Description of the task
What needs reproducing is the run of lines in the data below starting at the line with "Pick out the pavement. One pin per instance." and ending at the line with "For every instance of the small", both ends included. Copy it exactly, without pictures, and add nothing.
○ ○ ○ ○ ○ ○ ○
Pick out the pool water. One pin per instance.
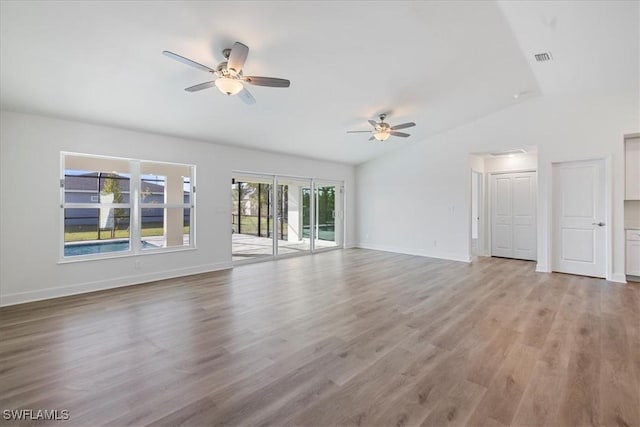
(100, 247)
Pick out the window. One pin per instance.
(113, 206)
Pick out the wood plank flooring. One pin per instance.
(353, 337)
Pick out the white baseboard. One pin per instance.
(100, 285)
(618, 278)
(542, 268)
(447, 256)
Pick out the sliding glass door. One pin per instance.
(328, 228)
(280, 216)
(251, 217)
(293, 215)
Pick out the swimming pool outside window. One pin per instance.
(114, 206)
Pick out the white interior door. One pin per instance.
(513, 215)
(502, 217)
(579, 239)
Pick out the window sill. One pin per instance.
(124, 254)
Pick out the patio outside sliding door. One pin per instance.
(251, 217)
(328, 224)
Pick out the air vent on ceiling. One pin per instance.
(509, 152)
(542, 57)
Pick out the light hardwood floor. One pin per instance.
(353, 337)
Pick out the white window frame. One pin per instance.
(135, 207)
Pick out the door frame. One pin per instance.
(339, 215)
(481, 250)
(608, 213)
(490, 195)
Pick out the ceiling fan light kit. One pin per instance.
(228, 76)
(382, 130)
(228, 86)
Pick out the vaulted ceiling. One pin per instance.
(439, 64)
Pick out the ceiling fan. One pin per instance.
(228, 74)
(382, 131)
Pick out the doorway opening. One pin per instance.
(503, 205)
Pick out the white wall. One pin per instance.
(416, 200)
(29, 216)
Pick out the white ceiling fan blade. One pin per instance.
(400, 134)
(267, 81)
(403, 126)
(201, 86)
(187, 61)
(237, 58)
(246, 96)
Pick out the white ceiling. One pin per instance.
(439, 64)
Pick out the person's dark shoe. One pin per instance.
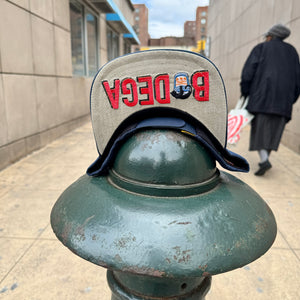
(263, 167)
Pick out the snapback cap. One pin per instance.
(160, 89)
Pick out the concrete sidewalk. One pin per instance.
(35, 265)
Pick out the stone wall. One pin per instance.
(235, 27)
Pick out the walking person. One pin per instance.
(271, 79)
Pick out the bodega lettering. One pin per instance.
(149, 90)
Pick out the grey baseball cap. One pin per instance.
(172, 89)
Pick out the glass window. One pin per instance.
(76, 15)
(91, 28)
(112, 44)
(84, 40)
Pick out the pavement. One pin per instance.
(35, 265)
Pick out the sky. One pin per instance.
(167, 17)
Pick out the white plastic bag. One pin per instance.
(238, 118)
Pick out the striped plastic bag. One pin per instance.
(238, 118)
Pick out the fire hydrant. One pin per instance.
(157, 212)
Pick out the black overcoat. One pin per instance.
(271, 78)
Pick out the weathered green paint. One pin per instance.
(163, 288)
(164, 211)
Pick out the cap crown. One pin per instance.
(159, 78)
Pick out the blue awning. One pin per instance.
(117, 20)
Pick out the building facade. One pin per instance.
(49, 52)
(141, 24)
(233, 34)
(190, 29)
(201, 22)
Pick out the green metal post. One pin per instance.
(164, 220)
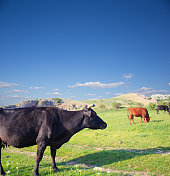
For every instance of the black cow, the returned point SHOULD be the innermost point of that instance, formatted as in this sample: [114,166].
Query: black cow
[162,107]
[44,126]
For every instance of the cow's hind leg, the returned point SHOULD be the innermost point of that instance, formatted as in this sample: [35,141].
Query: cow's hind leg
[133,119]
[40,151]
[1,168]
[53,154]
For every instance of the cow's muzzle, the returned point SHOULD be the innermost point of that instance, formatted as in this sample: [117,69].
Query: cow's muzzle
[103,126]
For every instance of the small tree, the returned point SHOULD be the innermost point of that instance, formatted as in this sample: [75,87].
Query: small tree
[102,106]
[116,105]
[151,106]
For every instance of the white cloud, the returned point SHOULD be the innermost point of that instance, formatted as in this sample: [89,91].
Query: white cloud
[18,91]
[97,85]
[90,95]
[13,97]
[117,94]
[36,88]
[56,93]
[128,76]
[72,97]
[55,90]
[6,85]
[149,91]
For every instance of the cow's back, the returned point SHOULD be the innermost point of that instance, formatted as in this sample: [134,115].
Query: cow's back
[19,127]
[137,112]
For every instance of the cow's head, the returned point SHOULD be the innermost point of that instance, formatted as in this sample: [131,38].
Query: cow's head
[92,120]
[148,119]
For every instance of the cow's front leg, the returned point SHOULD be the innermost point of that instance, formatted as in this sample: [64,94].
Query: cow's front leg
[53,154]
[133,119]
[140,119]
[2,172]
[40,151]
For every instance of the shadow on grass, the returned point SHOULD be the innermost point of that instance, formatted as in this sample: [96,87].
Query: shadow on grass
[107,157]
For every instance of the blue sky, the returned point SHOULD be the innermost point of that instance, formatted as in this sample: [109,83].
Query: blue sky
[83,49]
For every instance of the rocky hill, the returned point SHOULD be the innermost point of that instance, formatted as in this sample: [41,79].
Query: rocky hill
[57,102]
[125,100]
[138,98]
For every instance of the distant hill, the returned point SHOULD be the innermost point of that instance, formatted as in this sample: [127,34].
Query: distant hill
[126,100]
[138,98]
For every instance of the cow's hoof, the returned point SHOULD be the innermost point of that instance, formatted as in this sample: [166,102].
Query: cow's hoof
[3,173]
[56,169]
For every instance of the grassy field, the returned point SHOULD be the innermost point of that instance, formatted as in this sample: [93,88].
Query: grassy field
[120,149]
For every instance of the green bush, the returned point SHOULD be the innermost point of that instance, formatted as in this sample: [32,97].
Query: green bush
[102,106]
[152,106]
○ ○ ○ ○ ○ ○ ○
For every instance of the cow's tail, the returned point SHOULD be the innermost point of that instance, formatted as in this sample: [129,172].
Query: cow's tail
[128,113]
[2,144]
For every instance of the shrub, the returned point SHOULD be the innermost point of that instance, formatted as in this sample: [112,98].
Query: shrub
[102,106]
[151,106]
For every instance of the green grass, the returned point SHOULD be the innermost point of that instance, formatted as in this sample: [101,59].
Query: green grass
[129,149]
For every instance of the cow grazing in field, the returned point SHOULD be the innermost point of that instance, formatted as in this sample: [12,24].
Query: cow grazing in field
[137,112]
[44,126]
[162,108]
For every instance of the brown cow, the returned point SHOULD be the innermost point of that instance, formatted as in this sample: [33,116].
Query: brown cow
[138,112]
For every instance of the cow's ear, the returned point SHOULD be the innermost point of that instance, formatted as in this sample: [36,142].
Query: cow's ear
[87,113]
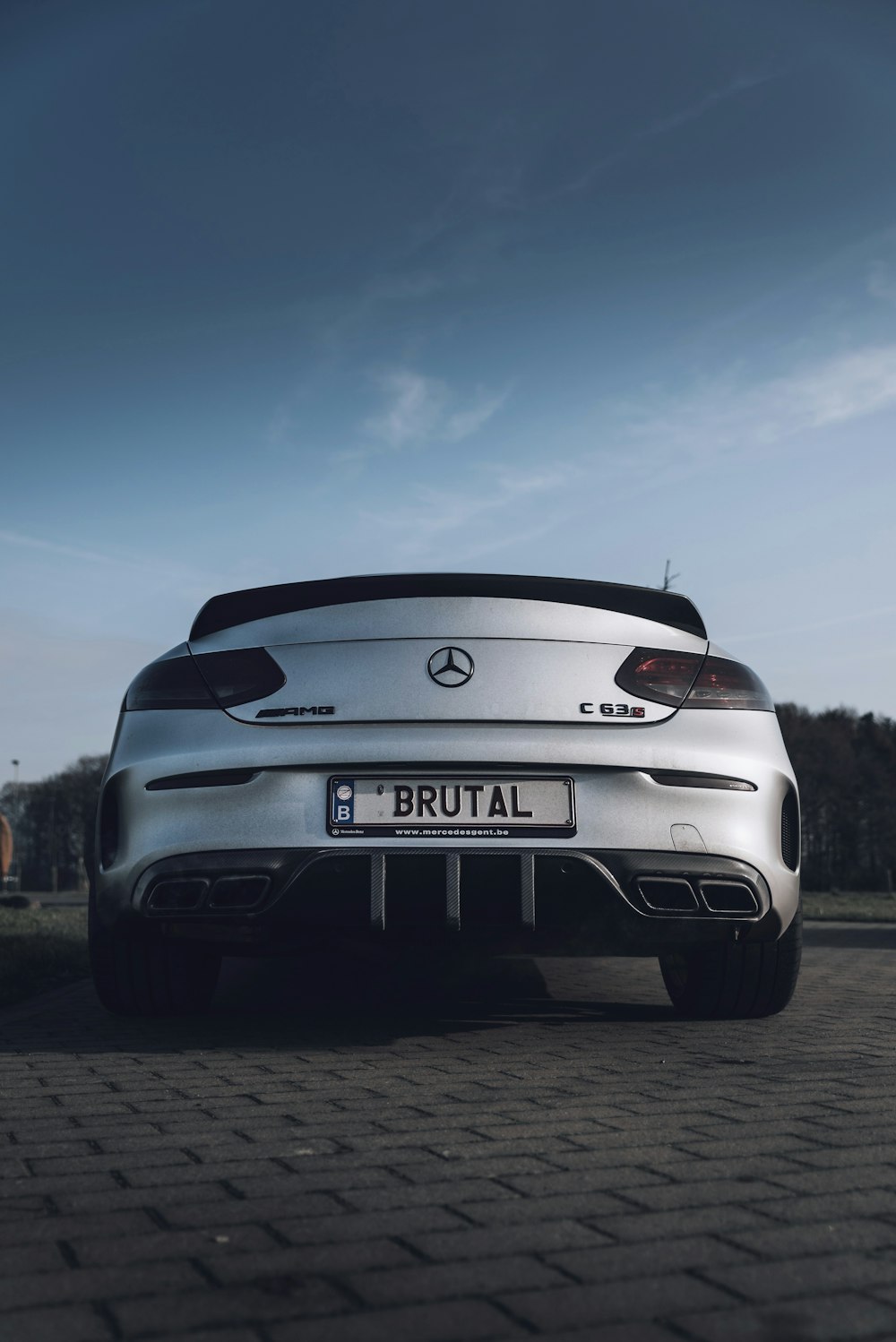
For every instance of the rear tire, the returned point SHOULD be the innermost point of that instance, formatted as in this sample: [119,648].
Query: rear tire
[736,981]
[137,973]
○ ○ ○ ○ ○ ○ ○
Written solution
Pick out the pavement. One pin per instance.
(35, 265)
Pick out the sky. One pin per instance.
(167, 17)
Pick out the white plastic bag. One pin per instance.
(238, 118)
Pick out the striped plastic bag. One pin per instance.
(238, 118)
Pick out the fire hydrant. One pin per instance.
(157, 212)
Pick out the black overcoat. One pin per instance.
(271, 78)
Pick out the weathered green paint. One pin per instance.
(163, 288)
(164, 211)
Pick out the cap crown. One pin per instance.
(159, 78)
Pick out the blue awning. One pin per instance.
(117, 20)
Pick out the building facade. One pin per instance.
(49, 52)
(141, 24)
(233, 34)
(190, 29)
(201, 22)
Pick out the green metal post. One pin per instance.
(164, 220)
For every instance of the black cow, the returned point SHOULD be the innermost point of that instance, formatted as in this sample: [114,166].
Query: black cow
[162,107]
[44,126]
For every instance of the cow's hind leg, the returned point SHOULD be the innermost point of that instance, formatted as in this sample: [35,141].
Query: cow's hind leg
[133,119]
[40,151]
[1,168]
[53,154]
For every instance of the cow's muzzle, the returned point SHOULD be the innermost point of that instance, formatted as in this sample: [117,69].
Query: cow's muzzle
[103,126]
For every instance of the small tree, the returned point SHOULD be the innermost point of that instance, formatted as in this sample: [75,87].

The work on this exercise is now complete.